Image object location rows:

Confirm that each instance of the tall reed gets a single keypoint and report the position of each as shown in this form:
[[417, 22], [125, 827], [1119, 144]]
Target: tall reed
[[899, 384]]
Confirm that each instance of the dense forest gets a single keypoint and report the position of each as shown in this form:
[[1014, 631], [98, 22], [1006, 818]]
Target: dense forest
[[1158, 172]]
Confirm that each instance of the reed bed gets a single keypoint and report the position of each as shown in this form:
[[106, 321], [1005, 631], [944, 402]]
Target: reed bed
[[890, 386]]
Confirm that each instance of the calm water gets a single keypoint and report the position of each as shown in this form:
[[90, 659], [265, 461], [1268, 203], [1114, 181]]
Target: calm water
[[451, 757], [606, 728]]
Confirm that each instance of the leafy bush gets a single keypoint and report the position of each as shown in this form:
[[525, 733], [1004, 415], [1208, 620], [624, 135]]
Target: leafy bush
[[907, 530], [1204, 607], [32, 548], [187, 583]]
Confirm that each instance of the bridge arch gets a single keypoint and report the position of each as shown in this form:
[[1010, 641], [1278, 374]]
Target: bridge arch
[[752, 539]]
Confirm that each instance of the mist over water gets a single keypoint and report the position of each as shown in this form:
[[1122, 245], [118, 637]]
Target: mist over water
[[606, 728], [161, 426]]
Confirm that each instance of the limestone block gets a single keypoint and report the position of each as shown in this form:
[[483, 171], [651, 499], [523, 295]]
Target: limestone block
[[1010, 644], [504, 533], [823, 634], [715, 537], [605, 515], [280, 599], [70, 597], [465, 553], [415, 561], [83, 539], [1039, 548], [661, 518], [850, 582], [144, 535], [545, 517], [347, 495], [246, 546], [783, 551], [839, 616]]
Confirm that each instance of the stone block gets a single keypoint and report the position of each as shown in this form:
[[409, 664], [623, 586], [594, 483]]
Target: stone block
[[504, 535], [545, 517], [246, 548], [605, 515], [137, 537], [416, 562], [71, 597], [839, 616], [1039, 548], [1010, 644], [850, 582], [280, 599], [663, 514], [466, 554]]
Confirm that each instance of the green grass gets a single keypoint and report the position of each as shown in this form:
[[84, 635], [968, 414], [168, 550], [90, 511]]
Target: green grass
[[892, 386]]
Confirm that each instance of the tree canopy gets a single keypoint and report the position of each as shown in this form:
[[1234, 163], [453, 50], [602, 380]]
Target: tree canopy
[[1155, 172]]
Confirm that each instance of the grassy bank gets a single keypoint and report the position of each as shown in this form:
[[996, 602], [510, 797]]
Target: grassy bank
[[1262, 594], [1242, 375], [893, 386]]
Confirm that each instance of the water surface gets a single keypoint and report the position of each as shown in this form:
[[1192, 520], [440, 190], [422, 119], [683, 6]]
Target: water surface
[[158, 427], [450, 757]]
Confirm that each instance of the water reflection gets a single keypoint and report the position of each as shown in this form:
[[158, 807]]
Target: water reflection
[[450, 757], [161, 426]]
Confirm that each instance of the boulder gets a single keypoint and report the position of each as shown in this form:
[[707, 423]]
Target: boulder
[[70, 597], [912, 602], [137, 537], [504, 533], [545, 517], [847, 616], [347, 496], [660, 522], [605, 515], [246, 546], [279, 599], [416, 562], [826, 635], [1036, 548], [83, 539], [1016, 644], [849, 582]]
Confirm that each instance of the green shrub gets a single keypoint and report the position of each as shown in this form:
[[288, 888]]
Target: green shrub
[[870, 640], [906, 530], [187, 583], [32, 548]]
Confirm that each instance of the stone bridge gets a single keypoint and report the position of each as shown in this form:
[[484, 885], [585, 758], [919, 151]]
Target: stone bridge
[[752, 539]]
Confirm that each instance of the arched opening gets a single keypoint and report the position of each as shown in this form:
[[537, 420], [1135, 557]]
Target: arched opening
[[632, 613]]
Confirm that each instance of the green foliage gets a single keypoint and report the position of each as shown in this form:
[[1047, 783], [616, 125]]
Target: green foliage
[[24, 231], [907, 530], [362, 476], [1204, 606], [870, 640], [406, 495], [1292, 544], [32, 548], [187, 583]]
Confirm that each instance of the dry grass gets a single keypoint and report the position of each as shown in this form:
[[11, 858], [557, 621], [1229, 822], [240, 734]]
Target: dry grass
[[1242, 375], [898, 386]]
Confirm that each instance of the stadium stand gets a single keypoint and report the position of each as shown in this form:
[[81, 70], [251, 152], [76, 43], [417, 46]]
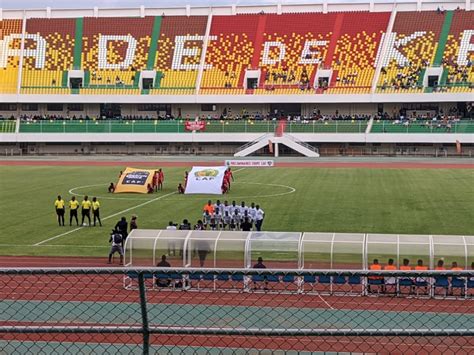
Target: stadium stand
[[10, 38], [7, 126], [309, 33], [179, 50], [289, 48], [282, 52], [459, 77], [356, 50], [427, 126], [415, 38], [114, 51], [49, 44], [230, 53]]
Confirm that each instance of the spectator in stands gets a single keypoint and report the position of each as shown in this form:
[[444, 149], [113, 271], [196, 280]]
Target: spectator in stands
[[122, 227], [133, 223], [172, 245], [117, 241], [86, 210], [154, 181], [455, 267], [203, 249], [259, 217], [73, 207], [390, 281], [185, 225], [246, 226], [59, 207], [96, 211], [440, 265], [375, 280], [163, 263], [206, 216], [226, 220], [161, 179], [150, 189], [260, 265], [209, 207], [421, 281], [406, 281]]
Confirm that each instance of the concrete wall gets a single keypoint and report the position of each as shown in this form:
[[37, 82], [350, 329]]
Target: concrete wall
[[191, 110]]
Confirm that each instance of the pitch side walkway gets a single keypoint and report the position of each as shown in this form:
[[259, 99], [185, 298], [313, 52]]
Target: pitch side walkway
[[325, 162]]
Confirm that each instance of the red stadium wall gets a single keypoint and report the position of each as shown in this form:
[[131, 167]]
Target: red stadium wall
[[53, 39], [290, 47], [460, 41], [10, 31]]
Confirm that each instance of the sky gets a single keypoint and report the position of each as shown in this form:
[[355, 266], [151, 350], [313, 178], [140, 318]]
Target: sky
[[34, 4]]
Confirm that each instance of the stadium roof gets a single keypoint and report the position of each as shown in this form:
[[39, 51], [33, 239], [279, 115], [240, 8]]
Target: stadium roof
[[31, 4]]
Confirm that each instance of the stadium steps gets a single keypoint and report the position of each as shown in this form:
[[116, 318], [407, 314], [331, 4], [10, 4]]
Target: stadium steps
[[421, 77], [64, 79], [286, 139], [78, 43], [443, 38], [334, 39], [154, 43], [444, 76], [7, 126]]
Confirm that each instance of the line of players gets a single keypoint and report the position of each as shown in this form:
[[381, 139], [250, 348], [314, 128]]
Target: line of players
[[218, 216]]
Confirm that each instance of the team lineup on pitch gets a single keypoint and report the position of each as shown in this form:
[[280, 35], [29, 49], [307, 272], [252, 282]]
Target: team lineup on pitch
[[277, 189]]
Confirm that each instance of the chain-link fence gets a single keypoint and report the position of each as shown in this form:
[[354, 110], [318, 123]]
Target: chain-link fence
[[125, 310]]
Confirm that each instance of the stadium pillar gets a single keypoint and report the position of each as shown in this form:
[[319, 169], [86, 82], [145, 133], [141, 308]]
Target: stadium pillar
[[146, 328]]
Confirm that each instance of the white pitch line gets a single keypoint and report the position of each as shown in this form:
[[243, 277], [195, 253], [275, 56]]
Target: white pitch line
[[105, 218], [58, 246]]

■ **What to do**: Please copy every row above word for word, leaving the pictures out.

■ **Reply**:
Confirm that each instance of the tall reed gets a single keypoint and report the position of each as shown in this form:
[[417, 22], [125, 827], [1119, 144]]
Target: tall reed
[[899, 384]]
Confirm that each instance of the dense forest gets a single keypoint and report the position of each as shown in this form:
[[1014, 631], [98, 22], [1006, 818]]
Target: dense forest
[[1158, 172]]
Confirm that each instance of the reed bed gets a single keypoint and report the position of each as shown in this form:
[[106, 321], [1005, 631], [944, 402]]
Target: reed bed
[[890, 386]]
Confirm that each instance of the calm water gets a single keypoint and report the position of each as shown in this form:
[[90, 659], [265, 461], [1268, 203], [1114, 181]]
Target: calm water
[[451, 757], [606, 728]]
Confirm that each instance of the leafy bush gets a single keypoint and report the position of each as shown in this form:
[[525, 733], [1004, 415], [1208, 620], [624, 135]]
Target: leafy bush
[[907, 530], [1204, 607], [32, 548], [187, 583]]
Confirm that each instance of the bridge arch gets a single keypoint and report the position of each as shown in this form:
[[1010, 641], [1278, 374]]
Target: bridge arch
[[752, 539]]
Confirm that each instance of the mist over water gets a single keypoint and report the position of each as shown in this form:
[[1122, 245], [118, 637]]
Target: mist over water
[[606, 728], [161, 426]]
Confirm that each instance of the limestone block gets a single keypoint and report the position of each as shown in this form:
[[483, 171], [651, 499], [523, 295]]
Target: limestone block
[[1010, 644], [504, 533], [823, 634], [715, 537], [605, 515], [280, 599], [70, 597], [465, 553], [415, 561], [83, 539], [1039, 548], [661, 518], [850, 582], [144, 535], [545, 517], [347, 495], [246, 546], [783, 551], [839, 616]]
Confirm that each instance of the stone block gets a single keypoint and report the position of each as shown in this form:
[[409, 664], [623, 586], [594, 483]]
Target: stone block
[[504, 535], [545, 517], [246, 548], [605, 515], [137, 537], [416, 562], [71, 597], [839, 616], [1039, 548], [1010, 644], [850, 582], [280, 599], [663, 514], [466, 554]]
Confirm that each instance of the green grass gets a single keypoint and report the position of each as shown in this form:
[[84, 635], [968, 414], [168, 550], [90, 511]]
Target: green grass
[[892, 386]]
Confirm that each instance of the tree canopy gets a single keypoint and report the position of each as shown in this form:
[[1234, 163], [453, 50], [602, 380]]
Target: tree canopy
[[1155, 172]]
Confirm that each instance of the grassy bank gets a single keypoint and report the position of each as shown in this form:
[[996, 602], [510, 797]]
Target: grassy bank
[[1262, 594], [1242, 375], [893, 386]]
Confirm that each instance of the water surface gets a single keypoint and report the position of each as shown in this form:
[[1192, 520], [440, 190], [422, 119], [683, 6]]
Target: water surface
[[158, 427], [450, 757]]
Confirm that each instance of the water reflection gets a single keypoint and report the position of each as shown in this form:
[[158, 807]]
Target: water reflection
[[450, 757], [161, 426]]
Confirm that each instance of the boulder gets a single keypoint and report the position of each as shown in this form:
[[707, 423]]
Target: boulder
[[70, 597], [912, 602], [137, 537], [504, 533], [545, 517], [847, 616], [347, 496], [660, 522], [605, 515], [246, 546], [279, 599], [416, 562], [826, 635], [1036, 548], [83, 539], [1016, 644], [849, 582]]
Confirm that each instance of the green shrub gets a single keypoint and report the position of each as shown in this form:
[[288, 888]]
Target: green shrub
[[870, 640], [906, 530], [187, 583], [32, 548]]
Confirm that each instance of the stone bridge gets a single keypoint and report the position of each as shown in this form:
[[484, 885], [585, 758], [919, 151]]
Target: stone bridge
[[752, 539]]
Confirm that each instance of the arched opening gets a single keypoint and report the position of each as shown in this form:
[[537, 420], [1135, 557]]
Target: arched opening
[[632, 613]]
Confirm that each instance of the green foliage gets a single keypoint and report the position of each as shown in this form:
[[1047, 783], [616, 125]]
Target: green foliage
[[24, 231], [907, 530], [362, 476], [1204, 606], [870, 640], [406, 495], [1292, 544], [32, 548], [187, 583]]
Confirm that each instance of the dry grass gets a single keypoint and report the position of each as shown in this form:
[[11, 858], [557, 621], [1229, 822], [240, 734]]
Target: dry grass
[[1242, 375], [898, 386]]
Confirm that each instance of the stadium stand gets a single keypoint and report the position of each as shown in this form:
[[81, 70], [251, 152], [76, 43], [417, 46]]
Target: stadium stand
[[10, 38], [7, 126], [309, 33], [179, 50], [289, 48], [282, 52], [459, 77], [356, 50], [427, 126], [415, 38], [114, 51], [49, 44], [230, 53]]
Confirm that each instance of the spectator in stands gets a single keypoint and report the position of each as shown in this form:
[[444, 149], [113, 271], [196, 280]]
Target: spectator in stands
[[122, 227], [133, 223], [172, 245], [117, 241], [86, 210], [154, 181], [455, 267], [203, 249], [259, 217], [73, 207], [390, 281], [185, 225], [246, 226], [59, 207], [96, 211], [440, 265], [375, 280], [163, 263], [206, 216], [226, 220], [161, 179], [150, 189], [260, 265], [209, 207], [421, 281], [406, 281]]
Confirm that each instance of the concrete wall gets a single keypoint and report the position of each as shown in this form:
[[37, 82], [350, 329]]
Target: concrete wall
[[191, 110]]
Confirm that each instance of the pitch side walkway gets a single keypoint and report the position of each as shown in this form:
[[259, 99], [185, 298], [313, 52]]
Target: pitch side walkway
[[325, 162]]
Confirm that each instance of the red stadium wall gets a single keypoint and report the position of each as shown in this form:
[[131, 167]]
Target: red stadium wall
[[53, 39], [290, 47], [460, 41], [10, 31]]
Confirm that each instance of the sky gets a single keypoint and report the position of each as shown in this form:
[[355, 266], [151, 350], [313, 178], [140, 318]]
Target: sky
[[34, 4]]
Confirm that each instance of the stadium roof gets a single keypoint and report the position of each as shown in this form:
[[39, 51], [33, 239], [279, 115], [240, 8]]
Target: stadium roof
[[31, 4]]
Confirm that each instance of the stadium steps gets a single keypoint and report the position of each as shown in this form:
[[116, 318], [407, 314], [331, 4], [10, 4]]
Target: stadium steps
[[421, 77], [64, 79], [286, 139], [78, 43], [443, 38], [334, 39], [154, 43], [444, 76], [7, 126]]
Confirm that each instance of the line of players gets a single keypoint and report the position of each as shown in this form:
[[381, 139], [250, 348], [314, 128]]
Target: line of players
[[218, 216]]
Confirm that each instance of the team lineup on pitch gets a single keypoint and report the position of each as shown in this form:
[[280, 35], [29, 49], [307, 272], [252, 282]]
Target: team lineup on pitch
[[277, 189]]
Confirm that each instance of the chain-link fence gets a single keypoint and report the position of each as shown in this form:
[[354, 110], [318, 123]]
Target: chain-link fence
[[125, 310]]
Confirm that each instance of the stadium pillar gets a single keypoint and report the position of each as shown in this form:
[[319, 169], [86, 82], [145, 133], [141, 308]]
Target: stadium pillar
[[146, 328]]
Confirm that each instance of the white pitch line gets a single keypoint and report the position of each as shown in this form:
[[243, 277], [195, 253], [275, 56]]
Target: white pitch line
[[105, 218], [58, 246]]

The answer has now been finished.